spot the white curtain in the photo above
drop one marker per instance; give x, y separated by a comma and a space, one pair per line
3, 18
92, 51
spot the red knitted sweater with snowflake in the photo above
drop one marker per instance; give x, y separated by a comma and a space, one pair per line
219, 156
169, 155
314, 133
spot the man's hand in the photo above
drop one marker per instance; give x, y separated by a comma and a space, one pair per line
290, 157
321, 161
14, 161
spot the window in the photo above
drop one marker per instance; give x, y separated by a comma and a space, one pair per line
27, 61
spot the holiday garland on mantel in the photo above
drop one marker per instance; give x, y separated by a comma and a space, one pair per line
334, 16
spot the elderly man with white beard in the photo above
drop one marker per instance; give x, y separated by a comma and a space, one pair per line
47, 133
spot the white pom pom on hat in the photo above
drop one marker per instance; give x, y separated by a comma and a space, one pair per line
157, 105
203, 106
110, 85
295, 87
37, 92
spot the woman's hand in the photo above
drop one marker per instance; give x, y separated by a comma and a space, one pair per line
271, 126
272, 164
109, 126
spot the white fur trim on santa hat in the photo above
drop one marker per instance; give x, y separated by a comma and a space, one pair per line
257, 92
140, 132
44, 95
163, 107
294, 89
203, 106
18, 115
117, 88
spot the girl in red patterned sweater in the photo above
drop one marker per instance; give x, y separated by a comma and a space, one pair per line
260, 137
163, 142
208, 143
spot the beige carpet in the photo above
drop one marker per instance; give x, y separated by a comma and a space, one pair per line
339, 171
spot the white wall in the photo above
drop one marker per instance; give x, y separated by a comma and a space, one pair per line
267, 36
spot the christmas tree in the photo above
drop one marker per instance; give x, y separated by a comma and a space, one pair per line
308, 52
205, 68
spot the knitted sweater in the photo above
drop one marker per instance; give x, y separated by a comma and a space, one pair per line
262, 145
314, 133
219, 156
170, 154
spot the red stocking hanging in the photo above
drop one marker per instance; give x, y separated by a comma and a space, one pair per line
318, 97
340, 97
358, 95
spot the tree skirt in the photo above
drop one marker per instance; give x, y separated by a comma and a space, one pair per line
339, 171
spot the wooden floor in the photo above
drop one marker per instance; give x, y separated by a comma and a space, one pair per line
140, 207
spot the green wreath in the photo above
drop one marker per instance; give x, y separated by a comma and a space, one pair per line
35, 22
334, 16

**********

Set problem: Reproduce all of the material above verbatim, keeping every line in its original order.

Exercise response:
spot the white curtain in the photo above
drop one marker per instance; give x, y separated by a comma and a space, one pair per line
3, 18
92, 51
spot the red knitted sweater with snowflake in the photo above
drop one marker per instance; give x, y separated by a comma and a space, one pair per line
219, 156
169, 155
314, 133
spot the man's hand in the photo above
drop one marker per instance; give x, y separated by a comma and a space, one pair per line
290, 157
321, 161
14, 161
spot the window in the photo above
drop one marker per instance; give x, y separated by a comma and a space, one pair per line
27, 61
spot the holiday garland on mantel in the photo above
drop one marker per instance; give x, y separated by a comma and a space, one pair per line
334, 16
spot the elderly man with white beard in the photo above
drop one marker per instance; give x, y separated by a comma and a space, one pair per line
47, 133
spot the white pom pom on hat in the photo above
drop one marker per instance; give x, y separated by a comma and a space, one pair per line
157, 105
203, 106
110, 85
295, 87
37, 92
spot the woman's hand in the photo above
drop one marker per instance; give x, y separated by a comma and a space, one pair per line
271, 126
272, 164
109, 126
spot the white fur trim on santa hat in the photo above
drop one marker per instance; give x, y separated by a comma and a space, one pair per line
257, 92
140, 132
44, 95
163, 107
294, 89
203, 106
18, 115
117, 88
spot the girl in red patterned sweater in the photo above
drop one marker per instance; give x, y separated by a comma and a space, one pair per line
260, 137
163, 142
208, 143
spot the beige carpet in the photo above
drop one marker per instance; give x, y separated by a comma and a space, one pair per line
339, 171
spot the white wall in the photo above
drop one marker per instance; give x, y separated by a comma and a space, one pair per line
267, 36
spot the christmas tree in the photo above
drop one marker per instance; give x, y separated by a comma and a space, one pair per line
308, 52
205, 68
spot the knitted sweater in the photo above
drop one marker per instance; give x, y separated by a comma and a space, one pair per line
262, 145
314, 133
219, 156
170, 154
spot the red stocking hanging in the photo above
drop one marker per instance; give x, y separated by a comma and a space, one pair per line
318, 97
340, 97
358, 95
spot the tree skirt in the photo above
drop one marker per instance; give x, y separated by a comma and a space, one pair per line
339, 171
spot the wooden floor in the photo above
drop one marker per instance; give x, y separated by a comma and a space, one pair per line
140, 207
spot the green wreath in the photo above
drop one marker per instance; give x, y separated by a comma and a space, one pair per line
35, 22
334, 16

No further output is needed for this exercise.